▶ **The request**
Can you rewrite the listing below as a numbered list, one entry per line and blank lines left out?

------------------------------------

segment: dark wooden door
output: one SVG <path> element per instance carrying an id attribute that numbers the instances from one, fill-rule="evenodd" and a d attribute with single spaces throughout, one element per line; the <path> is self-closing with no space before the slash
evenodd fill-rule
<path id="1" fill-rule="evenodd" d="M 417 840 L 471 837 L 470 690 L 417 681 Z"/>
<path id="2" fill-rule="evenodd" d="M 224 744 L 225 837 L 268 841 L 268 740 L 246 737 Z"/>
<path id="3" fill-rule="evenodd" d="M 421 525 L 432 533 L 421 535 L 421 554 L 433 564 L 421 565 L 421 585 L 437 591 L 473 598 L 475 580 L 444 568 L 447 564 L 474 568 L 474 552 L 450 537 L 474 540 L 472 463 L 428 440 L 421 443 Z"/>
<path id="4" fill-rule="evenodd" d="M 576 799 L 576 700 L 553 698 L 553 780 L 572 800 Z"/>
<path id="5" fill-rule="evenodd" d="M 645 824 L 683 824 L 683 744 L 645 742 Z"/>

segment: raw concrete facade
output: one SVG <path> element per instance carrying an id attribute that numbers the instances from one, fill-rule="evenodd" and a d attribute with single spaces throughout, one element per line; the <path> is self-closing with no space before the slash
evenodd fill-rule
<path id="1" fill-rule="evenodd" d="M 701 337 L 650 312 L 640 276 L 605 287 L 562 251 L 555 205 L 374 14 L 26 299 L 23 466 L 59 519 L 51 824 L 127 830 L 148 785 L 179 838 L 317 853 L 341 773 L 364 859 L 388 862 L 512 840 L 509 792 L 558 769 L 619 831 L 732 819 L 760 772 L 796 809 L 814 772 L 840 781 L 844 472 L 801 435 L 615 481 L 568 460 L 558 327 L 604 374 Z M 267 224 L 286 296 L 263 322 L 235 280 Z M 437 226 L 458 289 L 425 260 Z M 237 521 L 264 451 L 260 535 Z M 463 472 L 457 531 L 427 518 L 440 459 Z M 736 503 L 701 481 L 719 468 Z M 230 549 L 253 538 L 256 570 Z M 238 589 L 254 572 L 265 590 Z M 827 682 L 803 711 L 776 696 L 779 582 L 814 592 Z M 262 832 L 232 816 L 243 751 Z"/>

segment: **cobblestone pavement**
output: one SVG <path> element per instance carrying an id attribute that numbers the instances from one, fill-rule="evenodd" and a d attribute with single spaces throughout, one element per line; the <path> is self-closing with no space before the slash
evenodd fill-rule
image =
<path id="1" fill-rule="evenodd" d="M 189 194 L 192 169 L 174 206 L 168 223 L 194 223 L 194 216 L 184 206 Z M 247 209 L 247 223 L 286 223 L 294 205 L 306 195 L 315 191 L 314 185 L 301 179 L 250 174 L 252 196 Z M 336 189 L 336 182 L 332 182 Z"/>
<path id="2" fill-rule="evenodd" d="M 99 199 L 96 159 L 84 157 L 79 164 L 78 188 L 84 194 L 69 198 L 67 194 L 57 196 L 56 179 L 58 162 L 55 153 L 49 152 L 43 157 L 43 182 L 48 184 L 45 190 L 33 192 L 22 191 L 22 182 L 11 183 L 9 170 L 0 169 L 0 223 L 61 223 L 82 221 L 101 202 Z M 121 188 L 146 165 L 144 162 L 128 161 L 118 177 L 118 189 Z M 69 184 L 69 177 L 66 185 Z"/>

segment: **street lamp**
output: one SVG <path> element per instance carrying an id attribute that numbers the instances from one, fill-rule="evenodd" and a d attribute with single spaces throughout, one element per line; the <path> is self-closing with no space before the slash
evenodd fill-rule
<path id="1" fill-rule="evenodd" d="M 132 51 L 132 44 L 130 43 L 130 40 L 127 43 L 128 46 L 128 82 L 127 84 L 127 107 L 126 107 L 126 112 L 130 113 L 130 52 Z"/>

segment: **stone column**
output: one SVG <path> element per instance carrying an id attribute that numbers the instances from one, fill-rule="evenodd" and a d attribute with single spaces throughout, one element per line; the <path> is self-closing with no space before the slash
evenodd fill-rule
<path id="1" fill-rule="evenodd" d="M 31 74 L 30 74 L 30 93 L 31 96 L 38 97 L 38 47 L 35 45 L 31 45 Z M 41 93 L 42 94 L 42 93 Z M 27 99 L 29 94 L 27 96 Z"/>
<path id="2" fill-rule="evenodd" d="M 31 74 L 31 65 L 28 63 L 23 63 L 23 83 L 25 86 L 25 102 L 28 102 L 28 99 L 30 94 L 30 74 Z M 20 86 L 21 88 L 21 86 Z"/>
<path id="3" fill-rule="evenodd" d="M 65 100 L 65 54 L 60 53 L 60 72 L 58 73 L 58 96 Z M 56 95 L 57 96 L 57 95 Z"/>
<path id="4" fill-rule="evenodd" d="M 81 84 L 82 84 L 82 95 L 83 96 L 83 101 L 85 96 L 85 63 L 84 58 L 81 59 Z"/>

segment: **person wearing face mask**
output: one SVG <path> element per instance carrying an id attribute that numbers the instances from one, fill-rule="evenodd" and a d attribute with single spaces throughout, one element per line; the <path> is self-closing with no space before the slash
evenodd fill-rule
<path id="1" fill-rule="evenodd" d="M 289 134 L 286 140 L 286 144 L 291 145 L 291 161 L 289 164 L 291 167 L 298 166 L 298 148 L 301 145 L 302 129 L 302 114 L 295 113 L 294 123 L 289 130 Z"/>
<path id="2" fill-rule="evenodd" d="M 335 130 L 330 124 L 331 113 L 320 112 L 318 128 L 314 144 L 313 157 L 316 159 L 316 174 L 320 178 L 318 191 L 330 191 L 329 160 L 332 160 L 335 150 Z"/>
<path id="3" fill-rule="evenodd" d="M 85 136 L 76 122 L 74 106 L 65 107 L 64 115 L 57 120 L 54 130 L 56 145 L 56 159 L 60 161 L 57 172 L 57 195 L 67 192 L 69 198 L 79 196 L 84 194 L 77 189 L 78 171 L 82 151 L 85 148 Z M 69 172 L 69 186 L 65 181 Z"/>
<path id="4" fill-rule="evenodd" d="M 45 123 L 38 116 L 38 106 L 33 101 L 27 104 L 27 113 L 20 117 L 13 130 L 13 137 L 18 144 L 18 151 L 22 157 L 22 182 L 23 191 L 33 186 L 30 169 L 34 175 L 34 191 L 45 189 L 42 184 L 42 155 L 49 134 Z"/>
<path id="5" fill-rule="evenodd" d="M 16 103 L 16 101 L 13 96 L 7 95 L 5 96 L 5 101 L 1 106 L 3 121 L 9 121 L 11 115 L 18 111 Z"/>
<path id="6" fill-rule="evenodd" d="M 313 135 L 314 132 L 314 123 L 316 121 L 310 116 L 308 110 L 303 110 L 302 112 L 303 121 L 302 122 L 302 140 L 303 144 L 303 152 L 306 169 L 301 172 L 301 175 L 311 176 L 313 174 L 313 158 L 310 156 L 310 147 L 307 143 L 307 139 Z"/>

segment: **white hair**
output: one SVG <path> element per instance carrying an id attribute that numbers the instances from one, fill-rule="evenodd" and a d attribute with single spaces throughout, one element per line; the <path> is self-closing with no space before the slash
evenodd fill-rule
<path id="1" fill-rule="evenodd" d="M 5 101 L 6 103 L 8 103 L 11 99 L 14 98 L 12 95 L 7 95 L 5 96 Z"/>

------------------------------------

▶ **In response**
1. segment: dark wooden door
2. output: one SVG <path> element per instance carrying an id attribute that numbers the instances from one, fill-rule="evenodd" and a d attribute with single spaces throughout, one element per line; the <path> is self-closing with no space before the slash
3. evenodd fill-rule
4. <path id="1" fill-rule="evenodd" d="M 417 840 L 471 837 L 470 690 L 417 681 Z"/>
5. <path id="2" fill-rule="evenodd" d="M 224 744 L 225 837 L 268 841 L 268 740 L 246 737 Z"/>
6. <path id="3" fill-rule="evenodd" d="M 421 525 L 432 533 L 421 535 L 421 554 L 433 564 L 421 565 L 421 585 L 437 591 L 473 598 L 475 580 L 444 568 L 447 564 L 474 568 L 474 552 L 450 537 L 474 540 L 472 463 L 428 440 L 421 443 Z"/>
7. <path id="4" fill-rule="evenodd" d="M 576 799 L 576 700 L 553 698 L 553 780 L 572 800 Z"/>
8. <path id="5" fill-rule="evenodd" d="M 645 824 L 683 824 L 683 744 L 645 742 Z"/>
9. segment: raw concrete facade
10. output: one SVG <path> element per instance carrying an id attribute that numbers the instances from one, fill-rule="evenodd" and a d attribute with single spaces throughout, one element per line; the <path> is self-closing with no space before the slash
11. evenodd fill-rule
12. <path id="1" fill-rule="evenodd" d="M 701 337 L 650 312 L 640 276 L 605 287 L 562 251 L 555 205 L 374 14 L 26 299 L 23 466 L 59 519 L 51 824 L 127 830 L 148 785 L 179 838 L 317 853 L 341 773 L 364 859 L 388 862 L 512 840 L 509 792 L 558 769 L 619 831 L 732 819 L 760 772 L 796 809 L 814 772 L 840 781 L 844 472 L 801 435 L 615 481 L 568 460 L 558 327 L 604 374 Z M 267 224 L 286 296 L 263 322 L 235 280 Z M 437 226 L 458 289 L 425 260 Z M 237 521 L 264 451 L 260 535 Z M 463 472 L 457 531 L 427 518 L 440 459 Z M 736 503 L 701 481 L 719 468 Z M 230 549 L 253 538 L 256 570 Z M 238 589 L 254 572 L 265 590 Z M 827 682 L 803 711 L 776 696 L 779 582 L 814 592 Z M 262 832 L 232 816 L 243 751 Z"/>
13. segment: **cobblestone pavement**
14. output: one SVG <path> element per instance carrying an id attribute that numbers the instances from one, fill-rule="evenodd" and a d attribute with single spaces throughout, one element per line; the <path> is self-closing with no space before the slash
15. evenodd fill-rule
16. image =
17. <path id="1" fill-rule="evenodd" d="M 189 194 L 192 169 L 174 206 L 168 223 L 194 223 L 194 216 L 184 206 Z M 247 209 L 247 223 L 286 223 L 294 205 L 306 195 L 315 191 L 314 185 L 301 179 L 250 174 L 252 196 Z M 336 189 L 336 182 L 332 182 Z"/>
18. <path id="2" fill-rule="evenodd" d="M 99 199 L 96 159 L 84 157 L 79 164 L 78 188 L 84 194 L 69 198 L 67 194 L 57 196 L 56 179 L 58 162 L 55 153 L 49 152 L 43 157 L 43 182 L 48 184 L 45 190 L 33 192 L 22 191 L 22 182 L 11 183 L 9 170 L 0 169 L 0 223 L 61 223 L 82 221 L 101 202 Z M 121 188 L 146 165 L 144 162 L 128 161 L 118 177 L 118 189 Z M 69 184 L 69 177 L 66 185 Z"/>
19. segment: **street lamp**
20. output: one SVG <path> element per instance carrying an id attribute that numbers the instances from one, fill-rule="evenodd" and a d attribute with single spaces throughout, one element per line; the <path> is self-closing with no space before the slash
21. evenodd fill-rule
22. <path id="1" fill-rule="evenodd" d="M 132 51 L 132 44 L 130 43 L 130 40 L 127 43 L 128 46 L 128 82 L 127 84 L 127 107 L 126 107 L 126 112 L 130 113 L 130 52 Z"/>
23. segment: **stone column**
24. output: one SVG <path> element per instance carrying an id attribute that numbers the instances from one, fill-rule="evenodd" and a d attribute with single spaces throughout, one element per line; the <path> is self-closing with no space before the slash
25. evenodd fill-rule
26. <path id="1" fill-rule="evenodd" d="M 31 74 L 30 74 L 30 93 L 31 96 L 38 97 L 38 47 L 35 45 L 31 45 Z M 41 93 L 42 94 L 42 93 Z M 27 99 L 29 94 L 27 96 Z"/>
27. <path id="2" fill-rule="evenodd" d="M 31 74 L 31 65 L 28 63 L 23 63 L 23 83 L 25 86 L 25 102 L 28 102 L 28 99 L 30 94 L 30 74 Z M 20 86 L 21 88 L 21 86 Z"/>
28. <path id="3" fill-rule="evenodd" d="M 65 100 L 65 54 L 60 53 L 60 72 L 58 73 L 58 96 Z M 56 95 L 57 96 L 57 95 Z"/>
29. <path id="4" fill-rule="evenodd" d="M 81 84 L 82 84 L 82 95 L 83 96 L 83 101 L 85 96 L 85 63 L 84 58 L 81 59 Z"/>
30. segment: **person wearing face mask**
31. output: one SVG <path> element per instance carrying an id attribute that numbers the instances from one, fill-rule="evenodd" and a d attribute with single spaces throughout, one element per line; the <path> is self-closing with no space before the slash
32. evenodd fill-rule
33. <path id="1" fill-rule="evenodd" d="M 289 134 L 286 140 L 286 144 L 291 145 L 291 161 L 289 164 L 291 167 L 298 166 L 298 148 L 301 145 L 302 129 L 302 114 L 295 113 L 294 123 L 289 130 Z"/>
34. <path id="2" fill-rule="evenodd" d="M 335 130 L 330 124 L 331 113 L 320 112 L 318 128 L 314 144 L 313 157 L 316 159 L 316 174 L 320 178 L 318 191 L 330 191 L 329 160 L 332 160 L 335 150 Z"/>
35. <path id="3" fill-rule="evenodd" d="M 85 136 L 76 122 L 74 106 L 65 107 L 64 115 L 57 120 L 54 130 L 56 145 L 56 159 L 60 161 L 57 172 L 57 195 L 67 192 L 69 198 L 79 196 L 84 194 L 77 189 L 78 171 L 82 151 L 85 148 Z M 69 172 L 69 186 L 65 181 Z"/>
36. <path id="4" fill-rule="evenodd" d="M 45 123 L 38 116 L 38 106 L 33 101 L 27 104 L 27 113 L 20 117 L 13 130 L 13 137 L 18 144 L 18 151 L 22 157 L 22 182 L 23 191 L 33 186 L 30 169 L 34 175 L 34 191 L 45 189 L 42 184 L 42 155 L 49 134 Z"/>
37. <path id="5" fill-rule="evenodd" d="M 16 103 L 16 101 L 13 96 L 7 95 L 5 96 L 5 101 L 1 106 L 3 121 L 9 121 L 11 115 L 18 111 Z"/>
38. <path id="6" fill-rule="evenodd" d="M 313 135 L 314 132 L 314 123 L 316 121 L 310 116 L 308 110 L 303 110 L 302 112 L 303 121 L 302 122 L 302 140 L 303 144 L 303 152 L 306 169 L 301 172 L 301 175 L 311 176 L 313 174 L 313 158 L 310 156 L 310 147 L 307 143 L 307 139 Z"/>
39. segment: **white hair**
40. output: one SVG <path> element per instance carrying an id attribute that numbers the instances from one, fill-rule="evenodd" and a d attribute with single spaces throughout, one element per line; the <path> is self-closing with no space before the slash
41. evenodd fill-rule
42. <path id="1" fill-rule="evenodd" d="M 5 101 L 6 103 L 8 103 L 11 99 L 14 98 L 12 95 L 7 95 L 5 96 Z"/>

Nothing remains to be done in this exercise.